ZEILEN ZUM AUFTRAG:

•••

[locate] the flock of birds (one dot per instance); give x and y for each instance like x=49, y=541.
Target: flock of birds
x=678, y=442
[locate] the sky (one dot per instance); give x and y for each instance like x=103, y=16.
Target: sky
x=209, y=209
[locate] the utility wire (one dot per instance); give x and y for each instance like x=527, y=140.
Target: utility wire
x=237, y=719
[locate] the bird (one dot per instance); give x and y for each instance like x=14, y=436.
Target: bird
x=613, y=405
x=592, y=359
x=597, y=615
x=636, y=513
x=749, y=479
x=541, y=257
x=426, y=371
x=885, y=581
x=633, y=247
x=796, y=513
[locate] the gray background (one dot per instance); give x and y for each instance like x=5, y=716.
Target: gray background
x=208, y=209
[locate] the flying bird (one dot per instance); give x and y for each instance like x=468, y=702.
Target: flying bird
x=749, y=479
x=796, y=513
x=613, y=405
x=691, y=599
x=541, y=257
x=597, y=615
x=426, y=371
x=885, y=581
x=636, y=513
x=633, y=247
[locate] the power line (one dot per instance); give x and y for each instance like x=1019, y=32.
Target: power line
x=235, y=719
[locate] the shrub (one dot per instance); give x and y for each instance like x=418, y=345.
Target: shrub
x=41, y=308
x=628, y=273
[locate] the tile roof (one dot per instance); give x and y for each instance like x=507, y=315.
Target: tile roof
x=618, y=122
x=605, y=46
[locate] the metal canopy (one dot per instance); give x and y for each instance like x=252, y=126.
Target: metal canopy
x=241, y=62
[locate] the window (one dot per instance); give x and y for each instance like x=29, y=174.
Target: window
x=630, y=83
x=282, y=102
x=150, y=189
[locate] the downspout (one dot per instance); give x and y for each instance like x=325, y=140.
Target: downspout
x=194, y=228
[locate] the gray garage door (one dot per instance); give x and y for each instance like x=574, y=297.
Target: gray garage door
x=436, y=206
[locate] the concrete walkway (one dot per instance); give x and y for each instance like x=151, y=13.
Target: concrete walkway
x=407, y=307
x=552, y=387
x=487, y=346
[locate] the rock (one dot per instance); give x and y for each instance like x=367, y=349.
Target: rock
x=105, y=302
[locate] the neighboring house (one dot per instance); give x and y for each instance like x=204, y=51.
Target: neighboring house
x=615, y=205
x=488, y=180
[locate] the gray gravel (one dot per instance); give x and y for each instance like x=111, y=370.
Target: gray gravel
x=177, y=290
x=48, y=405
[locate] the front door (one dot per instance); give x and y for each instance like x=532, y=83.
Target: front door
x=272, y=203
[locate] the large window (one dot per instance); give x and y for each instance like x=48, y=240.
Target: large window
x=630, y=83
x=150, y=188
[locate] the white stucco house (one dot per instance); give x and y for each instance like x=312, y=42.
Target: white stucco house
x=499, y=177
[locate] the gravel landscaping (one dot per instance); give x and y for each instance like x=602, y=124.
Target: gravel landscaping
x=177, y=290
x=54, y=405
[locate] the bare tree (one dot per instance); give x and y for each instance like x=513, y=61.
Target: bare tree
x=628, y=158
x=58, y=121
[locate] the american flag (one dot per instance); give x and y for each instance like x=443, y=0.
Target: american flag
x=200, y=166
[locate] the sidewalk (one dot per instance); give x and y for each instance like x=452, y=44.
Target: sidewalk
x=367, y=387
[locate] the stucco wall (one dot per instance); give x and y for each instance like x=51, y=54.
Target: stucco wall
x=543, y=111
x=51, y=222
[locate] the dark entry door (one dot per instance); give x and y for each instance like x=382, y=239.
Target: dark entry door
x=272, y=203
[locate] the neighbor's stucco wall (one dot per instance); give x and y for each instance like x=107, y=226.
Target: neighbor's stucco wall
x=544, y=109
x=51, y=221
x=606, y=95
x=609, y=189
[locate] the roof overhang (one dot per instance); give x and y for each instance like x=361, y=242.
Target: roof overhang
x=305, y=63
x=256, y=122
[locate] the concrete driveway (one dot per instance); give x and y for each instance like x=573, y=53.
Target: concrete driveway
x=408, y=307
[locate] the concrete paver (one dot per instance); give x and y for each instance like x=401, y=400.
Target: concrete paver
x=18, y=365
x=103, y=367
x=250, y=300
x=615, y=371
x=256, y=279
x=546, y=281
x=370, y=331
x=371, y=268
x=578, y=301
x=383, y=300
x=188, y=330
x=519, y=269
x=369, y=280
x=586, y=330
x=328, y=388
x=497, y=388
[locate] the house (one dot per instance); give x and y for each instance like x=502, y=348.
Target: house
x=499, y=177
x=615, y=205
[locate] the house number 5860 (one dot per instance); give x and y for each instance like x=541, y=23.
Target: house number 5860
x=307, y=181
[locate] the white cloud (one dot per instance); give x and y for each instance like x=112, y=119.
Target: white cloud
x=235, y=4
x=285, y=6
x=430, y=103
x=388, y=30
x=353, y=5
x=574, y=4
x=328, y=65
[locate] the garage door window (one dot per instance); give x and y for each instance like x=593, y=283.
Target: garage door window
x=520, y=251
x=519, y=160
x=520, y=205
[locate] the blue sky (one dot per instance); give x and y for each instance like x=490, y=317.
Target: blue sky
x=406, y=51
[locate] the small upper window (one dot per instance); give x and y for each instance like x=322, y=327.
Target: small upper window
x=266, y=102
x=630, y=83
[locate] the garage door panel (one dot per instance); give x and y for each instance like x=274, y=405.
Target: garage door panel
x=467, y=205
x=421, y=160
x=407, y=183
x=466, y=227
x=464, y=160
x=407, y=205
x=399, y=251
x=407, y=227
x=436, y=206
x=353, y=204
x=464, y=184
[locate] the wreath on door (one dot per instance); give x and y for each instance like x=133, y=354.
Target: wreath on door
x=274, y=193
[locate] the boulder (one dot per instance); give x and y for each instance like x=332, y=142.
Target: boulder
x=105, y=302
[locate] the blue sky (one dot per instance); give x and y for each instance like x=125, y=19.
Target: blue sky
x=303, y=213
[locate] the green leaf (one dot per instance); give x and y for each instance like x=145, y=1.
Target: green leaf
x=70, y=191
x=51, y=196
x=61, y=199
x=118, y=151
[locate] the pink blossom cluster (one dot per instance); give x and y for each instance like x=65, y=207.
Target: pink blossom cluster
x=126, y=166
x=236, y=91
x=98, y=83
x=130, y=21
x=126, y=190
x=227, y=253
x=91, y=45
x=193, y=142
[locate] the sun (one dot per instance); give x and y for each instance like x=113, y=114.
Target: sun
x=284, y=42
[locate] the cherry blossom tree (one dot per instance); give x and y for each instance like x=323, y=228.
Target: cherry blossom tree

•••

Gib alle Zeilen oben als JSON-Liste von Zeichenketten aus, mit genau einer Zeichenkette pro Zeile. Leerzeilen lässt du weg.

ERGEBNIS FOLGT:
[
  "[locate] the flock of birds (one dot per instance); give x and y for each instance like x=49, y=541.",
  "Target: flock of birds",
  "x=678, y=442",
  "[locate] the sky (one dot per instance); give x and y for each instance like x=103, y=16.",
  "Target: sky",
  "x=209, y=209",
  "[locate] the utility wire (one dot per instance); give x and y for each instance like x=527, y=140.",
  "Target: utility wire",
  "x=237, y=719",
  "[locate] the bird (one dot per instance); give x and y for each instance like x=14, y=436.",
  "Target: bird",
  "x=613, y=405",
  "x=592, y=359",
  "x=597, y=615",
  "x=636, y=513",
  "x=749, y=479",
  "x=541, y=257",
  "x=426, y=371",
  "x=885, y=581",
  "x=633, y=247",
  "x=796, y=513",
  "[locate] the gray background (one dot per instance); give x and y for each instance like x=5, y=716.",
  "Target: gray background",
  "x=208, y=209",
  "[locate] the flying bird (one dot per instance); give x and y for each instance like x=468, y=702.",
  "Target: flying bird",
  "x=749, y=479",
  "x=796, y=513",
  "x=613, y=405",
  "x=691, y=599",
  "x=541, y=257",
  "x=597, y=615",
  "x=426, y=371",
  "x=885, y=581",
  "x=636, y=513",
  "x=633, y=247",
  "[locate] the power line (one dot per instance); give x and y for each instance like x=1019, y=32.",
  "Target: power line",
  "x=235, y=719",
  "[locate] the shrub (one dot per instance); give x and y for each instance like x=418, y=345.",
  "Target: shrub",
  "x=41, y=308",
  "x=628, y=273",
  "[locate] the tile roof (one dot per instance); give x and y for each instance like x=507, y=315.",
  "Target: tile roof",
  "x=618, y=122",
  "x=605, y=46",
  "[locate] the metal canopy (one dot per instance); give x and y for each instance like x=252, y=126.",
  "Target: metal canopy",
  "x=241, y=62",
  "[locate] the window (one dot per instance); give x and y for each instance like x=29, y=174.",
  "Target: window",
  "x=630, y=83",
  "x=282, y=102",
  "x=150, y=189",
  "[locate] the downspout (one dot per instance); give x and y for each instance like x=325, y=140.",
  "Target: downspout",
  "x=194, y=228",
  "[locate] the gray garage door (one dot per instance); give x and y for each instance like x=574, y=297.",
  "Target: gray garage door",
  "x=436, y=206",
  "[locate] the concrete walkway (one dot per instance); give x and y for each instance like x=151, y=13.",
  "Target: concrete walkway",
  "x=407, y=307",
  "x=552, y=387",
  "x=487, y=346",
  "[locate] the rock (one dot per instance); give x and y for each instance like x=367, y=349.",
  "Target: rock",
  "x=105, y=302",
  "[locate] the neighboring house (one dot per instance); give x and y for each instance like x=204, y=51.",
  "Target: neighboring house",
  "x=615, y=205",
  "x=488, y=180",
  "[locate] the gray gravel (one dot per instance); give x and y for each instance like x=111, y=370.",
  "Target: gray gravel",
  "x=177, y=290",
  "x=48, y=405",
  "[locate] the front door (one dot per instance); give x and y for each instance like x=532, y=83.",
  "Target: front door",
  "x=272, y=203",
  "[locate] the large window (one dot per instance); give x and y for each instance like x=48, y=240.",
  "Target: large window",
  "x=630, y=83",
  "x=150, y=188",
  "[locate] the white stucco house (one dot per instance); give x and y for each instance like x=312, y=42.",
  "Target: white stucco house",
  "x=499, y=177",
  "[locate] the gravel landscaping (one dot per instance); give x and y for each instance like x=602, y=124.",
  "Target: gravel landscaping",
  "x=177, y=290",
  "x=54, y=405",
  "[locate] the bare tree (one dot per instance); give x and y for each instance like x=513, y=61.",
  "Target: bare tree",
  "x=628, y=158",
  "x=58, y=121",
  "[locate] the american flag (one dot per instance); give x and y for each instance like x=443, y=0.",
  "Target: american flag",
  "x=200, y=166",
  "[locate] the sidewalk (one dot per instance); give x and y for each instance like x=452, y=44.",
  "Target: sidewalk",
  "x=367, y=387",
  "[locate] the stucco wall (one dot per instance); give x and y for each instance like x=51, y=54.",
  "Target: stucco wall",
  "x=543, y=111",
  "x=51, y=222",
  "[locate] the dark entry door (one dot per instance); give x and y for each instance like x=382, y=239.",
  "Target: dark entry door",
  "x=272, y=203",
  "[locate] the neighbor's stucco wall (one dot per instance); give x and y for each instance like x=107, y=226.",
  "Target: neighbor's stucco wall",
  "x=544, y=109",
  "x=51, y=221",
  "x=606, y=95",
  "x=609, y=189",
  "[locate] the roof overhang (one dot per instance); give x and y for each instance like x=361, y=242.",
  "Target: roof overhang",
  "x=305, y=63",
  "x=256, y=122",
  "[locate] the concrete driveway (one dot per instance); give x and y for each instance like x=573, y=53.",
  "Target: concrete driveway",
  "x=408, y=307",
  "[locate] the concrete paver (one dot per instance); give x and y for each instance like x=401, y=400.",
  "Target: concrete paver",
  "x=18, y=365",
  "x=103, y=367",
  "x=250, y=300",
  "x=615, y=371",
  "x=256, y=279",
  "x=546, y=281",
  "x=370, y=331",
  "x=371, y=268",
  "x=578, y=301",
  "x=383, y=300",
  "x=188, y=330",
  "x=519, y=269",
  "x=369, y=280",
  "x=586, y=330",
  "x=328, y=388",
  "x=497, y=388",
  "[locate] the house (one dot per instance); give x and y for each instance like x=502, y=348.",
  "Target: house",
  "x=499, y=177",
  "x=615, y=205",
  "[locate] the house number 5860 (one dot per instance); give x and y for each instance like x=541, y=23.",
  "Target: house number 5860",
  "x=307, y=181",
  "[locate] the white cloud (one dot per instance); give x and y for each instance like x=112, y=119.",
  "Target: white cloud",
  "x=235, y=4",
  "x=285, y=6",
  "x=430, y=103",
  "x=388, y=30",
  "x=353, y=5",
  "x=574, y=4",
  "x=328, y=65",
  "[locate] the garage door window (one dot per instance); give x and y for each instance like x=593, y=283.",
  "Target: garage door window",
  "x=520, y=251",
  "x=519, y=160",
  "x=520, y=205",
  "[locate] the blue sky (one dot per instance); give x and y for each instance like x=490, y=317.",
  "Target: blue sky",
  "x=406, y=51",
  "[locate] the small upper window (one dot per instance); give x and y for each instance like x=322, y=327.",
  "Target: small upper window",
  "x=266, y=102",
  "x=630, y=83",
  "[locate] the garage door panel (one dot per instance); give x and y for each instance like x=274, y=405.",
  "Target: garage door panel",
  "x=467, y=205",
  "x=421, y=160",
  "x=407, y=183",
  "x=466, y=227",
  "x=464, y=160",
  "x=407, y=205",
  "x=399, y=251",
  "x=407, y=227",
  "x=436, y=206",
  "x=353, y=204",
  "x=464, y=184",
  "[locate] the wreath on door (one dot per instance); give x and y for each instance like x=133, y=354.",
  "Target: wreath on door",
  "x=274, y=193",
  "[locate] the boulder (one dot per instance); give x and y for each instance like x=332, y=142.",
  "Target: boulder",
  "x=105, y=302",
  "[locate] the blue sky (one dot per instance); give x and y for each instance like x=125, y=19.",
  "Target: blue sky",
  "x=303, y=213",
  "[locate] the green leaf (one dot per instance); give x and y for each instance like x=145, y=1.",
  "Target: green leaf",
  "x=70, y=191",
  "x=51, y=196",
  "x=61, y=199",
  "x=118, y=151",
  "[locate] the pink blossom cluster (one dot per instance); give x and y for each instance like x=65, y=207.",
  "Target: pink blossom cluster",
  "x=126, y=166",
  "x=236, y=91",
  "x=98, y=83",
  "x=130, y=21",
  "x=126, y=190",
  "x=227, y=253",
  "x=91, y=45",
  "x=193, y=142",
  "[locate] the sun (one dot per instance); give x and y for each instance like x=113, y=114.",
  "Target: sun",
  "x=284, y=42",
  "[locate] the cherry blossom tree (one dot per instance); give x and y for each instance like x=323, y=228.",
  "Target: cherry blossom tree"
]